Line by line, repeat the data below exactly, beginning at the first line and ending at the line with "TARGET = tall grass". Omit pictures.
(Beginning of Material supplied)
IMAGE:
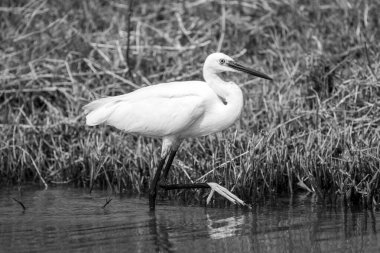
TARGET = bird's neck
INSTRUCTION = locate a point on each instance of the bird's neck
(219, 86)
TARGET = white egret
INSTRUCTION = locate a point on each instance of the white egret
(175, 111)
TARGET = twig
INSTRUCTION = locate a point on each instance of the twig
(108, 200)
(369, 62)
(20, 203)
(223, 29)
(130, 12)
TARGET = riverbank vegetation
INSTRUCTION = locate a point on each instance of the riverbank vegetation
(315, 128)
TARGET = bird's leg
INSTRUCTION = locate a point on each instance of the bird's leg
(153, 185)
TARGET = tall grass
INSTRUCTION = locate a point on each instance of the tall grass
(315, 128)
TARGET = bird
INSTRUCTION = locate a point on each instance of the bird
(175, 111)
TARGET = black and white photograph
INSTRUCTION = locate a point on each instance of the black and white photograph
(189, 126)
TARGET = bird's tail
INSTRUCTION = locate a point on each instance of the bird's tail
(99, 110)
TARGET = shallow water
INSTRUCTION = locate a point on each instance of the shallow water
(67, 219)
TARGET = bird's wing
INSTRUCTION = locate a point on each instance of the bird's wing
(160, 110)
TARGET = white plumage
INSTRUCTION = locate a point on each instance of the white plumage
(176, 110)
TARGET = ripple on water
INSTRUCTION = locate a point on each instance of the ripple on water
(69, 219)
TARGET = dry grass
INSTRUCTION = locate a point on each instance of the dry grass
(316, 128)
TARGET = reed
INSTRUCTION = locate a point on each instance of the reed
(316, 128)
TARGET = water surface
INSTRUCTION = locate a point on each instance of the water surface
(72, 220)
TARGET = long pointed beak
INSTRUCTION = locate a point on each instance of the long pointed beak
(247, 70)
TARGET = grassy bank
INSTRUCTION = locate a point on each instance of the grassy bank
(315, 128)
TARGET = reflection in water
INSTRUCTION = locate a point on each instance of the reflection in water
(223, 228)
(71, 219)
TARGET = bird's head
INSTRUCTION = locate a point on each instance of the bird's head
(219, 62)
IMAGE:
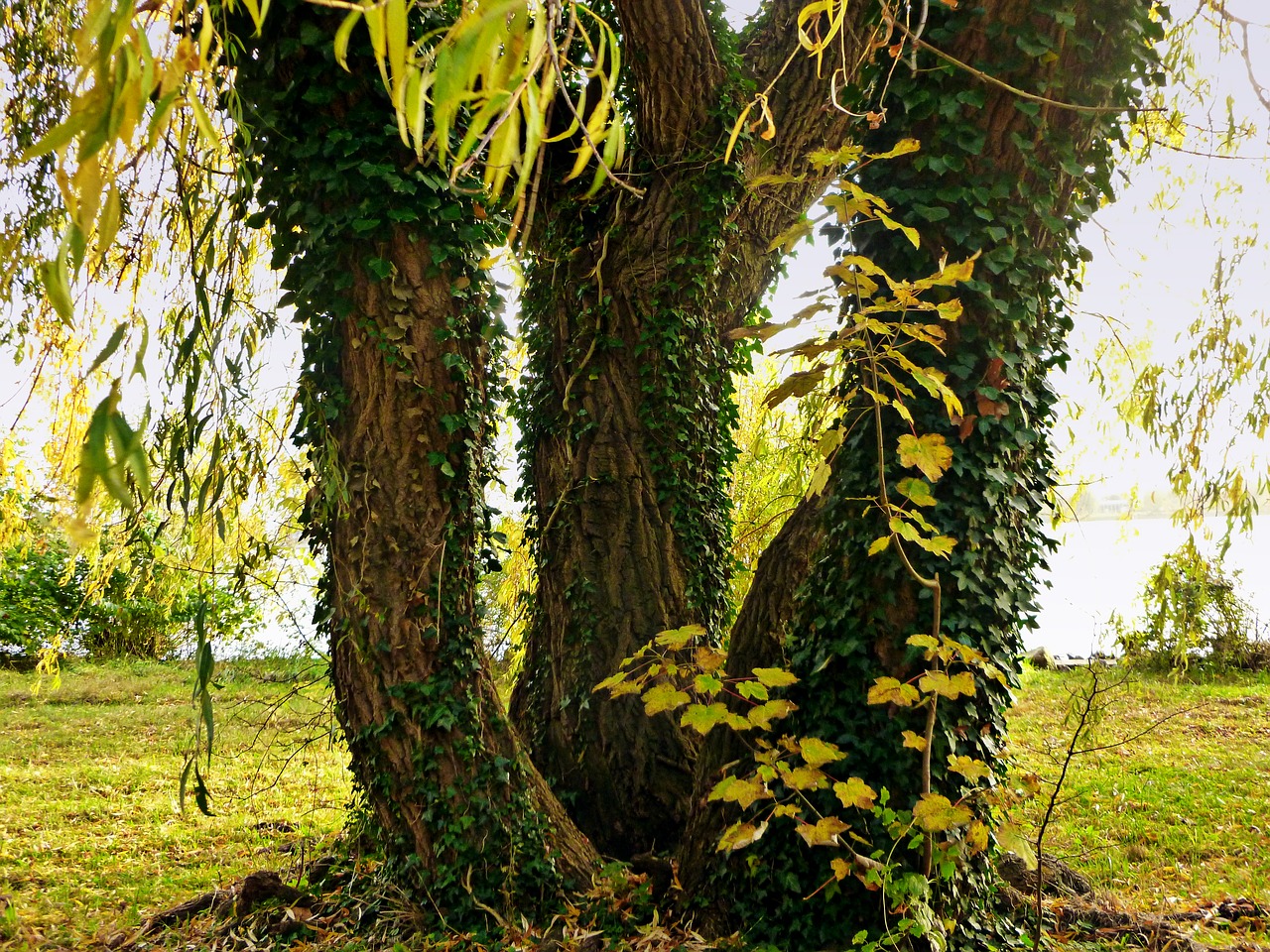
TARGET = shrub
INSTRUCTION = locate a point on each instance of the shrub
(1194, 617)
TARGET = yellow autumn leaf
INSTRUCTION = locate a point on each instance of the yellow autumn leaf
(817, 753)
(929, 453)
(935, 812)
(890, 690)
(663, 697)
(855, 792)
(824, 833)
(915, 740)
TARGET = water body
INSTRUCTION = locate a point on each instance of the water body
(1101, 566)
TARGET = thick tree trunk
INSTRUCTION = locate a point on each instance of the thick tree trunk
(431, 744)
(627, 411)
(1000, 177)
(627, 452)
(381, 264)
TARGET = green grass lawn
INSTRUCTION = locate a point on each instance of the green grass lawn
(91, 838)
(1176, 816)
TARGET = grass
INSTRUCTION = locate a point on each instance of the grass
(1179, 816)
(91, 837)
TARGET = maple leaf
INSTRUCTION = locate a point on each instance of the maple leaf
(929, 453)
(824, 833)
(935, 812)
(663, 697)
(855, 792)
(817, 752)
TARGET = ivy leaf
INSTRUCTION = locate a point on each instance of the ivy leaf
(916, 490)
(663, 697)
(939, 544)
(703, 717)
(763, 715)
(976, 837)
(706, 684)
(743, 792)
(915, 740)
(855, 792)
(929, 453)
(944, 685)
(708, 660)
(892, 690)
(752, 689)
(740, 835)
(968, 767)
(611, 682)
(675, 639)
(824, 833)
(775, 676)
(817, 753)
(903, 148)
(935, 812)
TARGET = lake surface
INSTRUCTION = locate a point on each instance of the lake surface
(1101, 566)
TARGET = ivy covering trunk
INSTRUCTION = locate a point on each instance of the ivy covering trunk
(626, 411)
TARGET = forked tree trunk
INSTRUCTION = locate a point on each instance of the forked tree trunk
(627, 411)
(988, 159)
(381, 264)
(431, 743)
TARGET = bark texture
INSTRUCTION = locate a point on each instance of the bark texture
(431, 743)
(627, 411)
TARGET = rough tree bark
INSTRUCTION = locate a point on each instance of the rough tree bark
(397, 414)
(843, 615)
(627, 416)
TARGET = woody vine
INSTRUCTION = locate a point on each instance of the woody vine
(639, 277)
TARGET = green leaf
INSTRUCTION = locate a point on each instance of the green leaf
(703, 717)
(663, 697)
(929, 453)
(765, 714)
(915, 740)
(935, 812)
(111, 347)
(916, 490)
(855, 792)
(903, 148)
(675, 639)
(968, 767)
(775, 676)
(817, 752)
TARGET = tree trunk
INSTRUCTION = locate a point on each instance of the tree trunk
(381, 264)
(431, 744)
(1005, 178)
(627, 411)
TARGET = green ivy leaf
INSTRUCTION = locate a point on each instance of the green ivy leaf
(929, 453)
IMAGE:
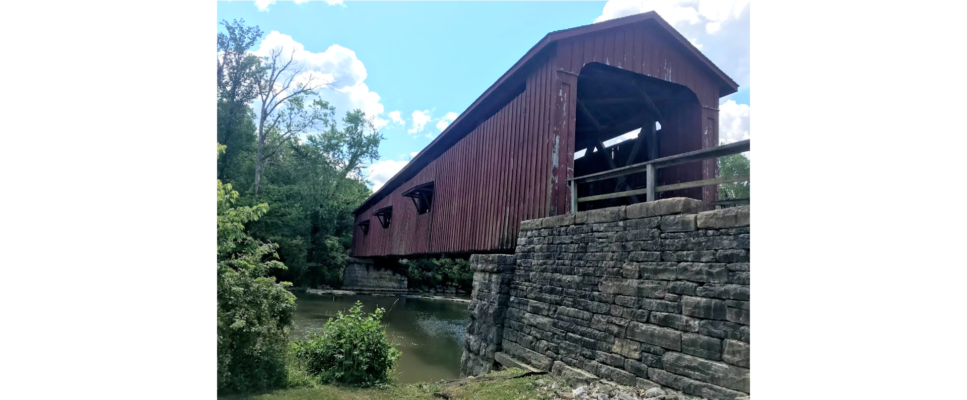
(End of Material supplied)
- [Solution to this exercise]
IMAGE:
TARGET = bird's neck
INSTRUCTION = locate a point on each instance of the bird's neck
(219, 86)
TARGET = white egret
INSTRUCTION = locate a point on each instance of the white egret
(175, 111)
TARGET = twig
INSTRUCTION = locate a point on each instance of the twig
(108, 200)
(369, 62)
(20, 203)
(223, 29)
(130, 12)
TARGET = riverbank vegetation
INSTRUCTION = locate a point on each instance of the riverbank vegetation
(315, 128)
TARGET = bird's leg
INSTRUCTION = locate a point on each instance of the bird's leg
(153, 185)
TARGET = tall grass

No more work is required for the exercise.